What is being asked
Please copy out, word for word, the part of the records that opens with the line containing "of the round" and runs through the end of the records.
================
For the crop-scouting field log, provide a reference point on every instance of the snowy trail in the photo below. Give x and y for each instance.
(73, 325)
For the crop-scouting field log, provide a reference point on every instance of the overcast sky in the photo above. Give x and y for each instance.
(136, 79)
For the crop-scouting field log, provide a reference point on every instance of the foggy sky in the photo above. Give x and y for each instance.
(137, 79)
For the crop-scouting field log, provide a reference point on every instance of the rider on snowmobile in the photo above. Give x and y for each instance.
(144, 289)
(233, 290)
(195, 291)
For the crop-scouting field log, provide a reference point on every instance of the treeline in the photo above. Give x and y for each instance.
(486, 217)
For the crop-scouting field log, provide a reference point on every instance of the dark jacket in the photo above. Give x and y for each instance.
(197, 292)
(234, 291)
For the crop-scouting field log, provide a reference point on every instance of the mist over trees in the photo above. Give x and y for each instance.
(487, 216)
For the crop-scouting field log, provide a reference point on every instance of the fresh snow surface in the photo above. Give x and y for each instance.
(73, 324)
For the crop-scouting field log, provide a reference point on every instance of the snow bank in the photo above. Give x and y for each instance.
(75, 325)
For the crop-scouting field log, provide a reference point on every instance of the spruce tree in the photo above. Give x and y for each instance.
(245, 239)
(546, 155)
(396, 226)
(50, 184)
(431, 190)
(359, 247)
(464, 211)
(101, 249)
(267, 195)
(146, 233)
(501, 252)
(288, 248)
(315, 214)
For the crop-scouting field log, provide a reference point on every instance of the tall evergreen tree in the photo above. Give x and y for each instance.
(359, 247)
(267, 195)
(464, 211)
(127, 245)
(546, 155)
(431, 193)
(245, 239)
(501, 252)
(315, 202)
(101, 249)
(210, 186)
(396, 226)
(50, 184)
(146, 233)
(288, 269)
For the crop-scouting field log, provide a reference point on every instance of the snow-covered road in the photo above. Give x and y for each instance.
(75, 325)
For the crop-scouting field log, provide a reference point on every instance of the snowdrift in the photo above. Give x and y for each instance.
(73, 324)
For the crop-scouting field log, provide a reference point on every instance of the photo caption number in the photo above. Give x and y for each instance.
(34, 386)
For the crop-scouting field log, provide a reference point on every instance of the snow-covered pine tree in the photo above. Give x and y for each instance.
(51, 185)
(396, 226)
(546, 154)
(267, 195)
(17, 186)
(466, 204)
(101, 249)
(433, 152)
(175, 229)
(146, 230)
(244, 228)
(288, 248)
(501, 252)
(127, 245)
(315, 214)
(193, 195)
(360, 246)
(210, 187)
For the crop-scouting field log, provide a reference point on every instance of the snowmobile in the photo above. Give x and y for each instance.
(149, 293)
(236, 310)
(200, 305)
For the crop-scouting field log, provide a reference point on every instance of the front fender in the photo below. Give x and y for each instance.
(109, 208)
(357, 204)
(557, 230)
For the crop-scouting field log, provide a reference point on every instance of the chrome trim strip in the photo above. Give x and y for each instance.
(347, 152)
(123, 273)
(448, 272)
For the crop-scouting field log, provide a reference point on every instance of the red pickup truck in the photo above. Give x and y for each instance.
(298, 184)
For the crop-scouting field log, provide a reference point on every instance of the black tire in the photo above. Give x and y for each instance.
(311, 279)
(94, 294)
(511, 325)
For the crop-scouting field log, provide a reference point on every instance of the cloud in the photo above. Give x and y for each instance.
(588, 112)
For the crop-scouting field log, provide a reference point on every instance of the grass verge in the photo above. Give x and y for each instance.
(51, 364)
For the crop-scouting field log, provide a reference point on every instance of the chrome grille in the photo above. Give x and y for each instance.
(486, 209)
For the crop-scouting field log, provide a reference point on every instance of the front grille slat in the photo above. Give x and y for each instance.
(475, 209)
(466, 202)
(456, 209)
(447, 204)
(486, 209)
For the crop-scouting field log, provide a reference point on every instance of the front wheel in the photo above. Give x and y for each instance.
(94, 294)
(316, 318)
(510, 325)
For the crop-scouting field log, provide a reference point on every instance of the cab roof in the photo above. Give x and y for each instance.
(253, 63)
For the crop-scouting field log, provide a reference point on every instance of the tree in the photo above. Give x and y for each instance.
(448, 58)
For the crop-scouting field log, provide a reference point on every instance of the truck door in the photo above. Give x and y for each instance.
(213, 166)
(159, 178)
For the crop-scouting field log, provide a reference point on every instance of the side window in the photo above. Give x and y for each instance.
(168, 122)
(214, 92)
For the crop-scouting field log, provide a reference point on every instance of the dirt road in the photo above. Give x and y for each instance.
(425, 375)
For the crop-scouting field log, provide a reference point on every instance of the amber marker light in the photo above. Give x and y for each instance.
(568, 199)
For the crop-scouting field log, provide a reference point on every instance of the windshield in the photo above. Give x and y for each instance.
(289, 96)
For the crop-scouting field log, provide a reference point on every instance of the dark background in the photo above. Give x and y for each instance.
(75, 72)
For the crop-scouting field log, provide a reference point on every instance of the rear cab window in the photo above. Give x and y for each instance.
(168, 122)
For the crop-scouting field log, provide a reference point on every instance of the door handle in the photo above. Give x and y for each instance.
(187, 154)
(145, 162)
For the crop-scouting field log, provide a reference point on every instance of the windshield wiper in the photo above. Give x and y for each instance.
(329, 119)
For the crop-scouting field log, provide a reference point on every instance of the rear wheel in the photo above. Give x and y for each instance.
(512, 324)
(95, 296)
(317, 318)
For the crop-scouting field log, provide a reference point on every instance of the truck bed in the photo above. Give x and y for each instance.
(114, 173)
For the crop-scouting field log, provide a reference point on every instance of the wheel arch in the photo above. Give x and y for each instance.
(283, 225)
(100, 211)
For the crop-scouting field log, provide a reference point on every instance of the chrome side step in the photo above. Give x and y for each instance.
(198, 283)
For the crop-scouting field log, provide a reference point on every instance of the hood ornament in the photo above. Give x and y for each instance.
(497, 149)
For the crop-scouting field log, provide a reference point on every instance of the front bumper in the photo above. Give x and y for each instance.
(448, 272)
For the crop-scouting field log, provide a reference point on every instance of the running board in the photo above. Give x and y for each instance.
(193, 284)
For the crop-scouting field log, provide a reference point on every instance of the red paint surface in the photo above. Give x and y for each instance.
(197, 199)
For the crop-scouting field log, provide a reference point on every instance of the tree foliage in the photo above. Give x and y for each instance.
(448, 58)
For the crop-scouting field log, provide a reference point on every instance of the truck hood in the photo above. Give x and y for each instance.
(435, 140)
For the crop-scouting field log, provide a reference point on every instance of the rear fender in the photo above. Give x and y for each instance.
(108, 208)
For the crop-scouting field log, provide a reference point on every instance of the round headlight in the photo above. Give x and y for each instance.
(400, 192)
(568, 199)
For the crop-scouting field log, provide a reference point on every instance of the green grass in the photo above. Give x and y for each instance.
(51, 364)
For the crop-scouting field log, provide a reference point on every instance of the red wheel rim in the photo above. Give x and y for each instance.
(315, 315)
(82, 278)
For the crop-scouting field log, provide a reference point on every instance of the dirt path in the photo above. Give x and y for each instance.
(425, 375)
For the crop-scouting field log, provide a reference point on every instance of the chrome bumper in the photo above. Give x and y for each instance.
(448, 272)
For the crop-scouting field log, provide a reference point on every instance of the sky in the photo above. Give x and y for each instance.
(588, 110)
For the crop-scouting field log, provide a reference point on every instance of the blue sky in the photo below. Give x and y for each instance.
================
Exercise solution
For the crop-scouting field log, provide a reference point on every instance of the round headlight in the photo above. Give x and y for each instance.
(400, 192)
(568, 199)
For the crop-scouting field log, provide a reference point on every instance of the green grass in the photo above. Give x and y for each instance.
(51, 364)
For the crop-scouting field log, provide a reference point on every instance of the red wheel rim in the photo above. Give x and y for each instance.
(315, 315)
(82, 278)
For the crop-scouting field log, provide a reference point on every instance of the dirt path in the photo above. Give x and y for each instance.
(425, 375)
For the crop-scouting field log, provide a reference point on every instance of the chrome bumper in the photo above. Give x and y for each instance.
(448, 272)
For the crop-scouting field log, provide a reference point on every instance of the sky in the photo above. Give x and y for each instance.
(588, 110)
For the crop-scouting field log, provide a reference point on every instance of the blue sky in the photo below. Give x and y for each instance.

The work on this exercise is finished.